§ **GIVEN TASK**:
Copy all of the material below word for word, but leave out the pictures.

Image entries on named regions
□ □ □ □ □ □ □

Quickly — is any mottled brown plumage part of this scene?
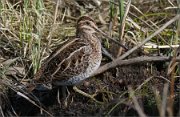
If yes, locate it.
[30,16,102,86]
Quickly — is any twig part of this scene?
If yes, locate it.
[116,15,180,60]
[92,15,180,76]
[128,87,147,117]
[92,56,180,76]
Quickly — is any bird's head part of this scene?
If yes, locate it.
[77,16,98,34]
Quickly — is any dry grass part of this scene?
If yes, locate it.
[0,0,180,117]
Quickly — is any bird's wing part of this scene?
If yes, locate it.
[34,38,92,81]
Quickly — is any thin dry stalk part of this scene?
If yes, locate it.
[128,87,147,117]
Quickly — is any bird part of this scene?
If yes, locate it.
[27,16,102,90]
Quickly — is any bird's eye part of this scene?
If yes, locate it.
[86,22,90,25]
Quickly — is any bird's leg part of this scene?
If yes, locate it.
[73,86,103,104]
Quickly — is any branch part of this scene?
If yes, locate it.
[92,56,180,76]
[91,15,180,76]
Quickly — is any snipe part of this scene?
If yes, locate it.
[29,16,102,90]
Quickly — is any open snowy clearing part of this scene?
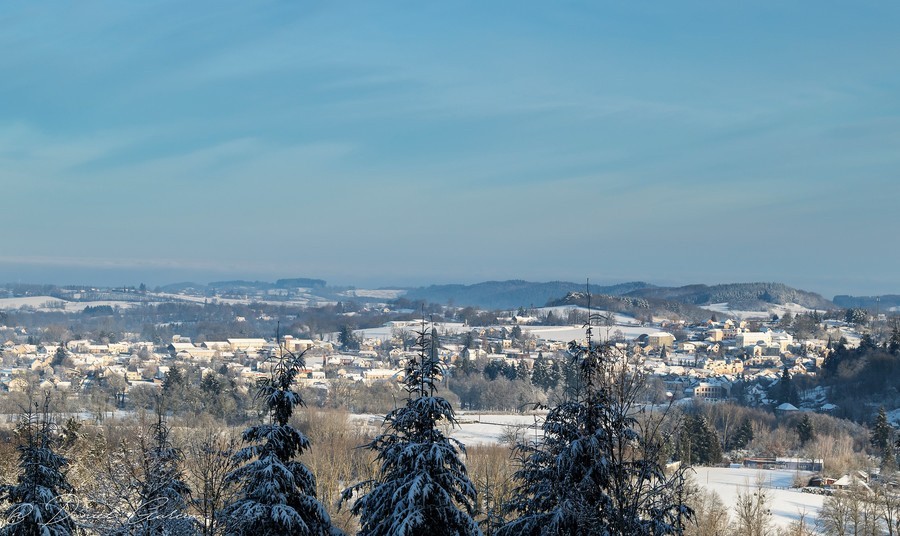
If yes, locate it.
[0,296,144,313]
[450,413,544,445]
[522,325,659,342]
[700,303,812,320]
[694,467,825,527]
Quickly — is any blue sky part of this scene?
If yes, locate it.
[0,1,900,295]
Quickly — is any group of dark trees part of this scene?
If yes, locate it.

□ □ □ □ □ □ □

§ **THE RESULT**:
Quickly — is any mottled brown plumage part of this scene?
If yes, locate it.
[30,16,102,86]
Quickly — is any twig part of this scene?
If yes, locate it.
[116,15,180,60]
[92,15,180,76]
[128,87,147,117]
[92,56,180,76]
Quickly — is any bird's head part of this scene?
If yes, locate it.
[77,16,98,34]
Quickly — is any dry grass part of this scene?
If yes, locate it.
[0,0,180,117]
Quickly — is any bird's wing part of this scene?
If yes, locate it.
[34,38,92,81]
Quickly — is any thin dry stalk part of this scene?
If yes, locate it.
[128,87,147,117]
Quickly — is any bird part of this scene?
If yes, locate it.
[27,16,102,90]
Quickly — is any bird's eye part of this scene?
If yes, locate it.
[86,22,90,25]
Quickly — is any bird's leg part of this scene?
If yes, locate it.
[73,86,103,104]
Quickly — is any branch part of this scene?
If yes, locate it.
[92,56,180,76]
[91,15,180,76]
Quickly — is any snipe part of this scene?
If yes, locate it.
[29,16,102,90]
Quickly — is any open snowy clearing part of this scene?
If yes, locate it.
[0,296,144,313]
[450,413,544,445]
[522,325,659,342]
[700,303,812,320]
[694,467,825,527]
Quickly — is any blue sky part of this scene?
If yes, locate it.
[0,1,900,295]
Quickly — is any group of dark trees part of this scene?
If yes, locate it.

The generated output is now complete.